Wie de Tour de France beschouwt als de hoofdmaaltijd van het wielerseizoen, kan de Vuelta slechts zien als de mosterd erna. Bij de Tour hoort het vakantiegevoel: hartje zomer, campers vol halfblote toeristen langs de cols, pittoreske dorpjes (‘laten we daar eens naartoe gaan op vakantie, Henk!). En ’s avonds trekt een gebruinde Mart Smeets in de kasteeltuin een fles rosé open. Bij de Vuelta daarentegen horen lege landschappen en lelijke voorsteden. Kaarsrechte wegen op weg naar nergens. De meeste cameraploegen zijn naar huis, het licht heeft zelfs in Spanje zijn felste kracht verloren, het seizoen is bijna voorbij. Ik houd van de Vuelta.

## DOEL 1
Wat doet Mart Smeets 's avonds volgens de tekst over de Vuelta?
## DOEL 2
Noem alles wat de tekst over de Vuelta na de dubbele punt in "Bij de Tour hoort het vakantiegevoel:" opsomt.
De regels die volgen zijn apart materiaal, los van de tekst over de Vuelta.

## GEGEVENS
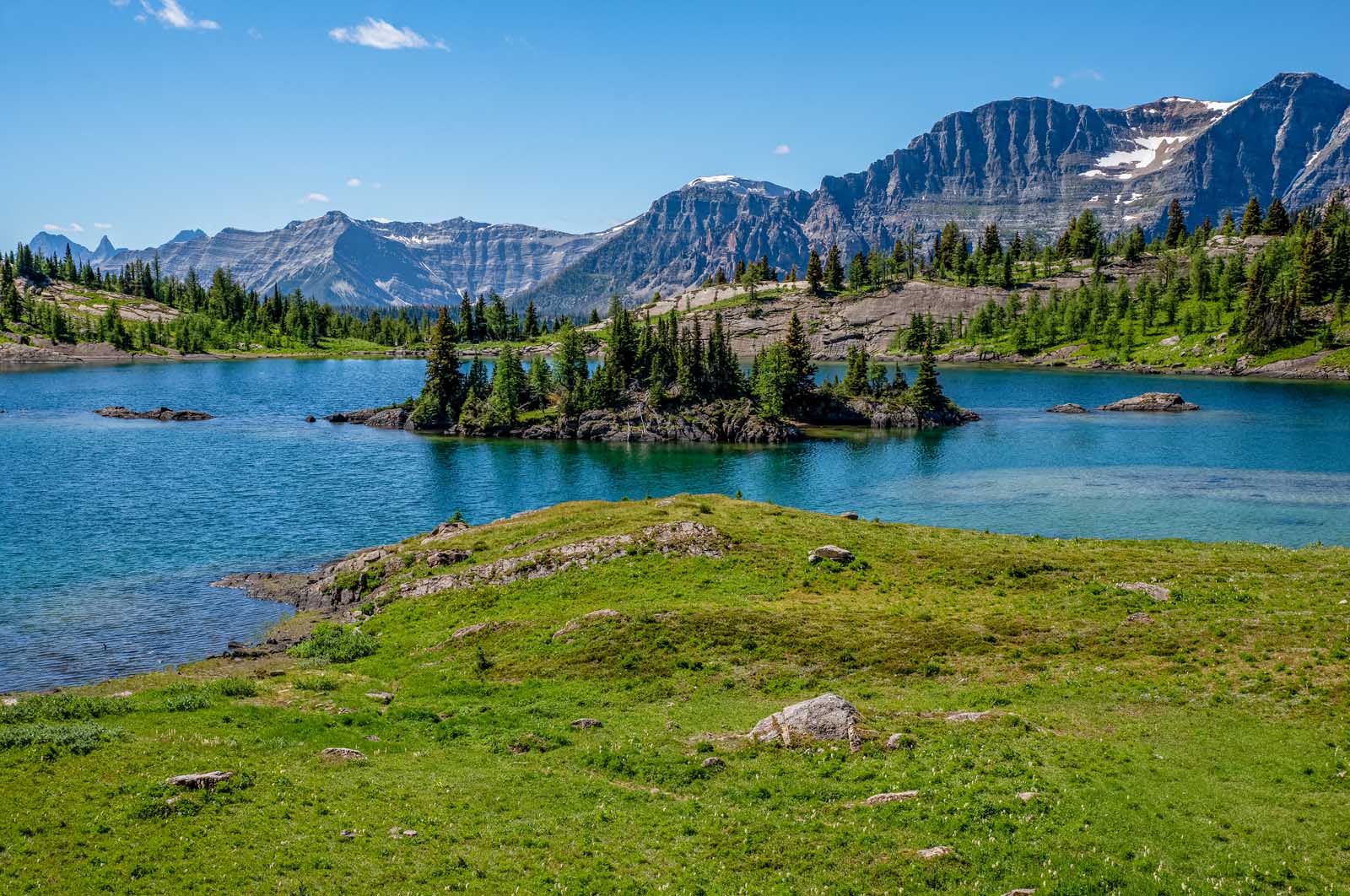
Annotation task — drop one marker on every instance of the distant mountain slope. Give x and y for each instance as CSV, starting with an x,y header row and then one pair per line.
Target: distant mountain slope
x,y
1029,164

## UITVOER 1
Hij trekt in de kasteeltuin een fles rosé open.

## UITVOER 2
- hartje zomer
- campers vol halfblote toeristen langs de cols
- pittoreske dorpjes